* START Records for the task *

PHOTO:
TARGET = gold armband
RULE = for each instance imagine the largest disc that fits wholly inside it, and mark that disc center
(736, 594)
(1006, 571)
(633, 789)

* END Records for the task *

The task:
Present every line of the records above as a Markdown table with the columns Row and Text, numbering each row and leaving out blank lines.

Exercise solution:
| Row | Text |
|---|---|
| 1 | PHOTO: |
| 2 | TARGET = gold armband |
| 3 | RULE = for each instance imagine the largest disc that fits wholly inside it, and mark that disc center |
| 4 | (736, 594) |
| 5 | (1006, 571) |
| 6 | (633, 789) |